TASK ITEM: Please restate each entry that follows word for word.

* * * *

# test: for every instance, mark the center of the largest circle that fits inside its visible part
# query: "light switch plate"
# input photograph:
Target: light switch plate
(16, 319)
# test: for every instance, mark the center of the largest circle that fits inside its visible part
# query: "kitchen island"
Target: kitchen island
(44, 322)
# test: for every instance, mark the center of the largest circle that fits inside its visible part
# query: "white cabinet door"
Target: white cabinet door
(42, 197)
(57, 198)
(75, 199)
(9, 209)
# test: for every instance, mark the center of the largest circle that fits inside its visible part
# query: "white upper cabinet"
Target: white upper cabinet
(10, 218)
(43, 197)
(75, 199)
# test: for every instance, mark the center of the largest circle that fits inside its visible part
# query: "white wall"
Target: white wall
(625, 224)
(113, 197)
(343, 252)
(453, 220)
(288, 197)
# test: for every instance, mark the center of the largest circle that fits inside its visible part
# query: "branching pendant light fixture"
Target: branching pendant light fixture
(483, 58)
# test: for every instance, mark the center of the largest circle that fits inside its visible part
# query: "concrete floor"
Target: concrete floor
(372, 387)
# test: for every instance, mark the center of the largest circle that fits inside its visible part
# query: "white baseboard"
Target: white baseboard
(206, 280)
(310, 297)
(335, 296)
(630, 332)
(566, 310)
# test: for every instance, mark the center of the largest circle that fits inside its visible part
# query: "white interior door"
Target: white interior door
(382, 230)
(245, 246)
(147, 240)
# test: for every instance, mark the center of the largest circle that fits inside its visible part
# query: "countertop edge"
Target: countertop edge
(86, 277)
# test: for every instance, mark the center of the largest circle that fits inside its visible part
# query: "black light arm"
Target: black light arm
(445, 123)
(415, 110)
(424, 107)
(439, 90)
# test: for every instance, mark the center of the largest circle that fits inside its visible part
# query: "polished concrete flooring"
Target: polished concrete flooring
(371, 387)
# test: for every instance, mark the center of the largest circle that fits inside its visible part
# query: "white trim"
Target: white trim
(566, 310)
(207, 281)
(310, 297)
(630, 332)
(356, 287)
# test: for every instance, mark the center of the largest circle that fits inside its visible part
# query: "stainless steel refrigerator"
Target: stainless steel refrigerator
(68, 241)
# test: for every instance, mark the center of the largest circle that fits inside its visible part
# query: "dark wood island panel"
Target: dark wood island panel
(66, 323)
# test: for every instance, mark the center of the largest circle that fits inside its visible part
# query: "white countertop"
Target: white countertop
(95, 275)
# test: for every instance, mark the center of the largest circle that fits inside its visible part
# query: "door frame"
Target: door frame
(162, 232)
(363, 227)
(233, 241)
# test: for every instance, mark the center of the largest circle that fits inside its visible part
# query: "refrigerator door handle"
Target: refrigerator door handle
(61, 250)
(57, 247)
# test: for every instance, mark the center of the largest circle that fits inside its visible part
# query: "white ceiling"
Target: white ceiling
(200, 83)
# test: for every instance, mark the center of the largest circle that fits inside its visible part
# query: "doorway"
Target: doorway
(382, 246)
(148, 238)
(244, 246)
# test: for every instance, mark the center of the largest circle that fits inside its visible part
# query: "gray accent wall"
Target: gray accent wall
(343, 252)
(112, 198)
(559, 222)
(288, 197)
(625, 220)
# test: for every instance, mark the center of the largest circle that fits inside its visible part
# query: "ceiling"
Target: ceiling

* * * *

EXPECTED ANSWER:
# test: for every instance, mark the center of the largest circle that fits inside its visible part
# query: "light switch plate"
# input photograph:
Target: light switch plate
(16, 319)
# test: for every instance, mark the center of the largest circle that fits inside its visible part
# query: "kitchen island"
Target: kitchen island
(44, 322)
# test: for every instance, mark the center of the largest circle that fits inside its visible part
# query: "white cabinet door"
Target: white cabinet door
(42, 197)
(57, 198)
(75, 199)
(9, 209)
# test: for every instance, mark the center of the largest circle that fits inside its visible part
# query: "white upper cabinet"
Target: white upper cabinet
(10, 218)
(43, 197)
(75, 199)
# test: for every instance, mark the center of the largest circle that fits inside its visible part
# query: "white wall"
Target: white wall
(625, 224)
(113, 197)
(343, 252)
(453, 220)
(288, 197)
# test: for every instance, mark the center of the largest circle that fits inside its visible part
# query: "branching pendant light fixture"
Target: branching pendant light fixture
(483, 58)
# test: for every instance, mark the center of the largest circle that fits inside its visible part
# query: "concrete floor"
Target: concrete floor
(372, 387)
# test: for every instance, mark the center of the largest circle that fits inside its visible part
# query: "white baseboard"
Target: white baseboard
(206, 280)
(310, 297)
(335, 296)
(630, 332)
(566, 310)
# test: for every instance, mark the center of the largest circle that fits inside its visible part
# query: "white interior door"
Target: white interior door
(382, 230)
(245, 246)
(147, 240)
# test: for every instance, mark the center of the largest circle that fits inside its visible part
# query: "countertop edge"
Target: countertop edge
(86, 277)
# test: for every instance, mark the center of the largest circle that fits inside its visible part
# query: "black light arm"
Target: black light arm
(445, 123)
(415, 110)
(424, 107)
(439, 90)
# test: for every instance, mark the center of the largest circle that fits inside its visible part
# query: "polished concrete flooring"
Target: polished concrete flooring
(371, 387)
# test: for every instance, mark the center of the largest circle that fits inside its visible part
# query: "white trim"
Target: white trim
(566, 310)
(207, 281)
(310, 297)
(630, 332)
(356, 287)
# test: for every instance, mark the center of the largest circle that fits inside its visible part
# query: "stainless steel refrigerator"
Target: stainless steel refrigerator
(68, 241)
# test: for every instance, mark the center of the largest circle that fits inside its visible part
# query: "dark wood island panel"
Target: dark wood island panel
(66, 323)
# test: for every instance, mark the center of the largest circle that fits inside its visible part
# query: "white countertop"
Target: white countertop
(95, 275)
# test: for every instance, mark the center of the largest circle that fits inside its visible part
# query: "door frame"
Target: door frame
(162, 232)
(363, 227)
(233, 241)
# test: for every instance, mark the center of the largest circle that fits inside its visible part
# query: "refrigerator door handle"
Target: refrigerator door handle
(61, 250)
(57, 247)
# test: for every instance, mark the center of the largest circle that fits inside its visible part
# query: "white ceiling"
Target: white ceiling
(200, 83)
# test: for every instance, mark the center of the largest circle that fits inside its visible part
# query: "doorway"
Target: doorway
(382, 246)
(148, 238)
(244, 246)
# test: for every instance, mark the center of the largest circle that fits inside its visible part
# query: "gray accent wall"
Target: gray accent wall
(343, 252)
(112, 198)
(559, 222)
(288, 197)
(625, 220)
# test: for every instance, mark the center of the largest circle that fits inside its visible part
# query: "ceiling"
Target: ceiling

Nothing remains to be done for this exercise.